• PROVIDED DATA:
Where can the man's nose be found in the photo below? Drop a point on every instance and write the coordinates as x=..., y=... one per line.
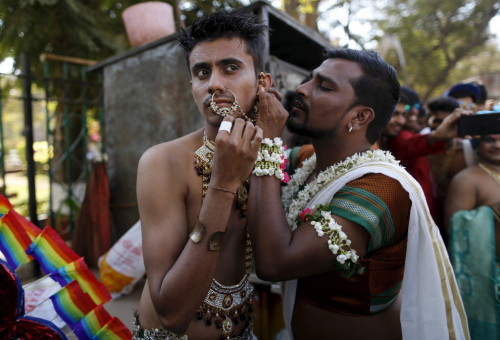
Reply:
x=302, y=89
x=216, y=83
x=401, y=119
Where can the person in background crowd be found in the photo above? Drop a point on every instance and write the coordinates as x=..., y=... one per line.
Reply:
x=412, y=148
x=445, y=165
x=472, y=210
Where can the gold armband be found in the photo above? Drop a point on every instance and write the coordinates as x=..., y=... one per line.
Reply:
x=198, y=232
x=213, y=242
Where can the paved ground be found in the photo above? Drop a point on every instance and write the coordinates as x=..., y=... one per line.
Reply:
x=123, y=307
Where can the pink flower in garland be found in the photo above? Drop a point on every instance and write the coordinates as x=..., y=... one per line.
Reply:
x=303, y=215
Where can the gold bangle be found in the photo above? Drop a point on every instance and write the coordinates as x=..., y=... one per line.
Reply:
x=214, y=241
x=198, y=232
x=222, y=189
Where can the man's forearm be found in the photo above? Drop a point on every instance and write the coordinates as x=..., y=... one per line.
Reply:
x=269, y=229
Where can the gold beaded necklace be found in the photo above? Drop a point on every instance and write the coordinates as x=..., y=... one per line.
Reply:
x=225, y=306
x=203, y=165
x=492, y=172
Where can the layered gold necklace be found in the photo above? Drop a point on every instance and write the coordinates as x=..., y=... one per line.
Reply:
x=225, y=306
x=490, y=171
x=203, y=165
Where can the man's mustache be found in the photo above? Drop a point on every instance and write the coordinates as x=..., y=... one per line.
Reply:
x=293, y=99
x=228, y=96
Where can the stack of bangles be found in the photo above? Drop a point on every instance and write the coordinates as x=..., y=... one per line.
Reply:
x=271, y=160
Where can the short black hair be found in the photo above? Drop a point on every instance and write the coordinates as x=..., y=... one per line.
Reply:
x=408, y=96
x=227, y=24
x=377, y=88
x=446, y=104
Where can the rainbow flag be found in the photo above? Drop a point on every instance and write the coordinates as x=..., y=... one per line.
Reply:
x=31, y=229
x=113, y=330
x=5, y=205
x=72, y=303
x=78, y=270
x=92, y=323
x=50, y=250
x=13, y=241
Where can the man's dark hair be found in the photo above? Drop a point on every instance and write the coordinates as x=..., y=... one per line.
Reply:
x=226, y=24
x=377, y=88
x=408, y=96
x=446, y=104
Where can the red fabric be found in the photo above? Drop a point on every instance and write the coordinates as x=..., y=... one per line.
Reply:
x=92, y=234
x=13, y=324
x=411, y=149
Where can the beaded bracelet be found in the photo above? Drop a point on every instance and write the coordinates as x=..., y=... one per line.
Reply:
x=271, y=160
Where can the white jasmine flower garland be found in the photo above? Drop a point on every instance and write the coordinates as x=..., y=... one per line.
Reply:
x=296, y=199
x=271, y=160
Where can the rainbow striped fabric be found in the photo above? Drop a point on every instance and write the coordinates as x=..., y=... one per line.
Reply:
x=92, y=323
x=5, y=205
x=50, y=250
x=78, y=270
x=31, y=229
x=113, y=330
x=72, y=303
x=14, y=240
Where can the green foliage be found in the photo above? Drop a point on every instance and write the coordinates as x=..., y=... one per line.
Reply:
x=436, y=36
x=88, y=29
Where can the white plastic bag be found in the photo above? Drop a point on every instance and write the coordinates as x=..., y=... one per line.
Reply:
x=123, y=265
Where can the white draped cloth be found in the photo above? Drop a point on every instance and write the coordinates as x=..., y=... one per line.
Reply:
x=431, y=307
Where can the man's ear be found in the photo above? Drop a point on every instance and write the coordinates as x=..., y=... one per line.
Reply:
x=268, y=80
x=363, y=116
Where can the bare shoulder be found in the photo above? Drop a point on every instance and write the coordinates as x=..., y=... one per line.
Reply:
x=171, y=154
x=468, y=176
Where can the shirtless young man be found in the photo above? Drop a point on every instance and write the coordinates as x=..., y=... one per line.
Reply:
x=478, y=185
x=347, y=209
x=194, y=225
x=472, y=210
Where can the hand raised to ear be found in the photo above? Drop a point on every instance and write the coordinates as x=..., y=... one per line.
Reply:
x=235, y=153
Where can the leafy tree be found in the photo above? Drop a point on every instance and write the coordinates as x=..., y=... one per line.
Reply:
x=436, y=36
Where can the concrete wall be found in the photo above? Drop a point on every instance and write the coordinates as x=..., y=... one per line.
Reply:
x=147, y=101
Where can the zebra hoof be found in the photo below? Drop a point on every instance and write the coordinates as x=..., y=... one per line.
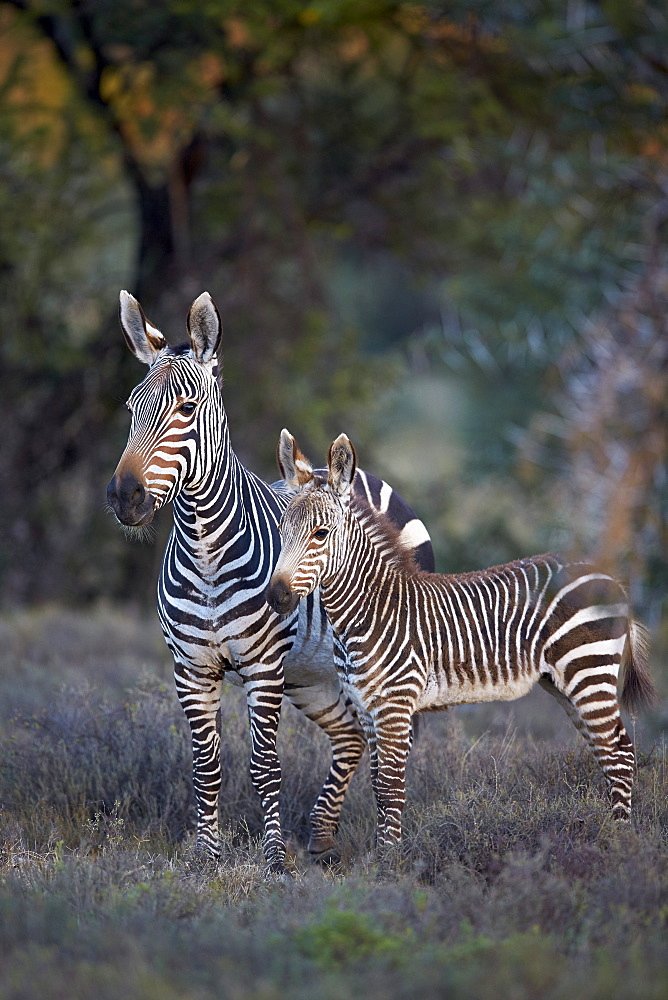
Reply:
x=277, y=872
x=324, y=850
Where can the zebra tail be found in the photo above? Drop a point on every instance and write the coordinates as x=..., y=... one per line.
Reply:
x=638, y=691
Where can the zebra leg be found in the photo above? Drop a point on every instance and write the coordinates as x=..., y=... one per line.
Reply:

* * *

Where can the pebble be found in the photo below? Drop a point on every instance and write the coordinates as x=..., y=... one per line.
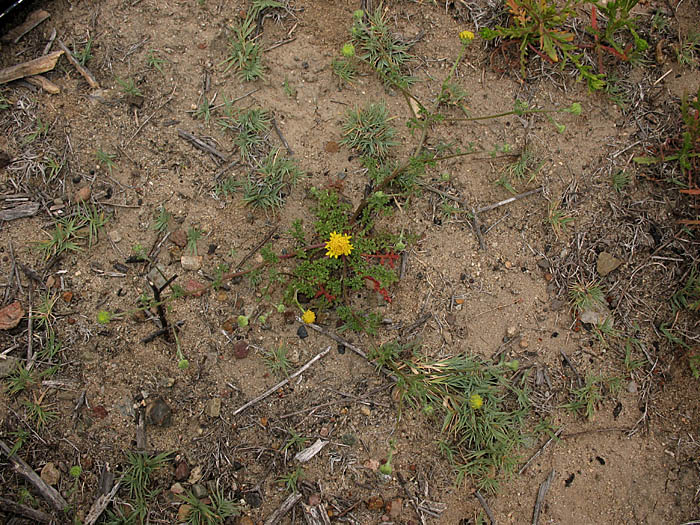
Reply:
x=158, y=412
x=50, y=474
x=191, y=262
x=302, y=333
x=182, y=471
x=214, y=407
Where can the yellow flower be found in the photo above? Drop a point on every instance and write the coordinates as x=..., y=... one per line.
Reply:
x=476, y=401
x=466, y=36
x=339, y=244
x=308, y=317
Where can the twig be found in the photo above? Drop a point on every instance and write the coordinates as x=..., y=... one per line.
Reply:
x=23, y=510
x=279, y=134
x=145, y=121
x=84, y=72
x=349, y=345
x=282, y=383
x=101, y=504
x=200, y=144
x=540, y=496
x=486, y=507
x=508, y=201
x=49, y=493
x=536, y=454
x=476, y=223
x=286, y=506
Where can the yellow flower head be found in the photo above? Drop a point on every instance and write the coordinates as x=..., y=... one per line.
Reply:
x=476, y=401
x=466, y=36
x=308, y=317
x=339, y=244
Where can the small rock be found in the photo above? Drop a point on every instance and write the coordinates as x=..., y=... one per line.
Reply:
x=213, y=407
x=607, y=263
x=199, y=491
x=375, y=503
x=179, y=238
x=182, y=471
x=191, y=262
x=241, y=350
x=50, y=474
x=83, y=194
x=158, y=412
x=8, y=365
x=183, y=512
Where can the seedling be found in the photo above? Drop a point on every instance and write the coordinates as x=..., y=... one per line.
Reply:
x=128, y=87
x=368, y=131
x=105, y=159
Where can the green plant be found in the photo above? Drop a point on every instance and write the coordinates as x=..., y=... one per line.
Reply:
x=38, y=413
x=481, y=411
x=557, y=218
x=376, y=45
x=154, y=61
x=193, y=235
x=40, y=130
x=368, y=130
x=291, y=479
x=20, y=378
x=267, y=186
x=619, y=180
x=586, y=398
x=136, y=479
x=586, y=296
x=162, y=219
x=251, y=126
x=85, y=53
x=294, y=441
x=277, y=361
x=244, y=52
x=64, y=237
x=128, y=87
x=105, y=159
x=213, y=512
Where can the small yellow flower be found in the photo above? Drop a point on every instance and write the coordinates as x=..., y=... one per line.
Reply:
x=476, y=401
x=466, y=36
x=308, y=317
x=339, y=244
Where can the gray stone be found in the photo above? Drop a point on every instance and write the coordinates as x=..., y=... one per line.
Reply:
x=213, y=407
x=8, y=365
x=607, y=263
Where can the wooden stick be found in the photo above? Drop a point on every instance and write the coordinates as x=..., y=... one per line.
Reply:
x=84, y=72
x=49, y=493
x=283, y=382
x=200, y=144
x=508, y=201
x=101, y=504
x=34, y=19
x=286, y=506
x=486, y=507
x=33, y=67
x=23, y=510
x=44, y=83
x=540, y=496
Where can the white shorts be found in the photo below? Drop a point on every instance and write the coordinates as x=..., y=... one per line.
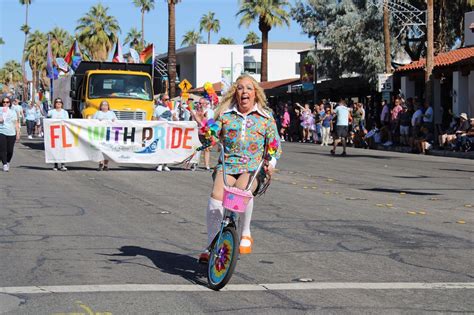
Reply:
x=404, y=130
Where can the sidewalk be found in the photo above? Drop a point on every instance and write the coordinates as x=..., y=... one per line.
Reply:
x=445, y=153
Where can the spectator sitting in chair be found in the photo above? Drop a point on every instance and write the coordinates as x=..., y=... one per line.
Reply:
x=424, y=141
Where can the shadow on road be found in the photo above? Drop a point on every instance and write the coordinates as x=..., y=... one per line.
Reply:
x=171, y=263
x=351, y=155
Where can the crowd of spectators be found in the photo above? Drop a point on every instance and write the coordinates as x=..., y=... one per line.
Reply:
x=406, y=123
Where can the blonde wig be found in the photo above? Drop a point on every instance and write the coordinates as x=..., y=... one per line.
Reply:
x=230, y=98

---

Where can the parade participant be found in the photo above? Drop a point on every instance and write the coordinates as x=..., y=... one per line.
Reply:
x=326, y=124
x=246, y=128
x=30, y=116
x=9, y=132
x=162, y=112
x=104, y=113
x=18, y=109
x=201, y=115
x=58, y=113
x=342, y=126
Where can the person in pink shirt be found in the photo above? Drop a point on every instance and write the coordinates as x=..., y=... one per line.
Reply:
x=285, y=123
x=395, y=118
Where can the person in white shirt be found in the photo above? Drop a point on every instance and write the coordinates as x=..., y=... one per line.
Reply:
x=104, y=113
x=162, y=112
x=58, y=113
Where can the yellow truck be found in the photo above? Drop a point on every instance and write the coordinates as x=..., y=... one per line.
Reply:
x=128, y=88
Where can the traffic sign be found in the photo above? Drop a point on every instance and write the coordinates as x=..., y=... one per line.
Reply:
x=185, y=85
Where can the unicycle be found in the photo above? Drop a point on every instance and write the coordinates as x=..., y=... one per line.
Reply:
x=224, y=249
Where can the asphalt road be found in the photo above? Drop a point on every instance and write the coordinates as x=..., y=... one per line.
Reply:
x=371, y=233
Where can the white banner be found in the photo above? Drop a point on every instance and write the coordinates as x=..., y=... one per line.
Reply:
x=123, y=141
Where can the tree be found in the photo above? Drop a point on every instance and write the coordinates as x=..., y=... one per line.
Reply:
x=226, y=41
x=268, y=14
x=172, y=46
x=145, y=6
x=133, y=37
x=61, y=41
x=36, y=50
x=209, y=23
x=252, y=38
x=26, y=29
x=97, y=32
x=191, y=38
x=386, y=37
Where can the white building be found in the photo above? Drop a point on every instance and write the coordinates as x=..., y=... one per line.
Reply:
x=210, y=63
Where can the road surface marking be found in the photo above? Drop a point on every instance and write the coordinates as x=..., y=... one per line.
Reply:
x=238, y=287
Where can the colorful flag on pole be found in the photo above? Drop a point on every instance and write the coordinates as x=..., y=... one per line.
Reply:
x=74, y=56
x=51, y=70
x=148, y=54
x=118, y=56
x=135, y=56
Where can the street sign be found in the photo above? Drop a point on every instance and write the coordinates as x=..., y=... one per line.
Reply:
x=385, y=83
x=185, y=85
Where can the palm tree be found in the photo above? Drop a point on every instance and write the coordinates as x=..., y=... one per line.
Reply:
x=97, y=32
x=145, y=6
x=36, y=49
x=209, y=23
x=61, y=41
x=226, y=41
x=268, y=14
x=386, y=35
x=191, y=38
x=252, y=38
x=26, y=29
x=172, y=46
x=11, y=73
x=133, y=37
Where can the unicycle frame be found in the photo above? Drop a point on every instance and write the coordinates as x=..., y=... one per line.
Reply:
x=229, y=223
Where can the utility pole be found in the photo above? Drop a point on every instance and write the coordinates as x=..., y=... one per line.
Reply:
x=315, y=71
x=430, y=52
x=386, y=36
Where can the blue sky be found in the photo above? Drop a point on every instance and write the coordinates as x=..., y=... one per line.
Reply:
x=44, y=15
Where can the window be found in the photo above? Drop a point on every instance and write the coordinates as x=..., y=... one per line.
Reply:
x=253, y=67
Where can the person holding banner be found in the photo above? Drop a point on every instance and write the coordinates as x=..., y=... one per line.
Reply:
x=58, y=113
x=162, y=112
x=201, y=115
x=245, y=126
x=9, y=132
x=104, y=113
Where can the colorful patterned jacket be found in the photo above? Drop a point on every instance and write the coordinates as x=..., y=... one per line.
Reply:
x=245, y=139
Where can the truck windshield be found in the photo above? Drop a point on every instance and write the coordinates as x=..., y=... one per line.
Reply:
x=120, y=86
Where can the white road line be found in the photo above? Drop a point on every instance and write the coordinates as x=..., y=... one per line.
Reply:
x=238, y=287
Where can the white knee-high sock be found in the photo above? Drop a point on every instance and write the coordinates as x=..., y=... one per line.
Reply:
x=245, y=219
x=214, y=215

• EXERCISE OBJECTIVE: Quote the records word for word, starting at the line that contains "Where can the white road" and ending at the line that contains "x=214, y=215".

• PROBLEM SOLUTION:
Where can the white road line be found in the photo above? Drop a point on every instance and write the coordinates as x=..., y=... one per line.
Reply:
x=238, y=287
Where can the white knee-high sock be found in the photo above? Drop a point on every instance and write the coordinates as x=..., y=... one per line.
Reply:
x=245, y=219
x=214, y=215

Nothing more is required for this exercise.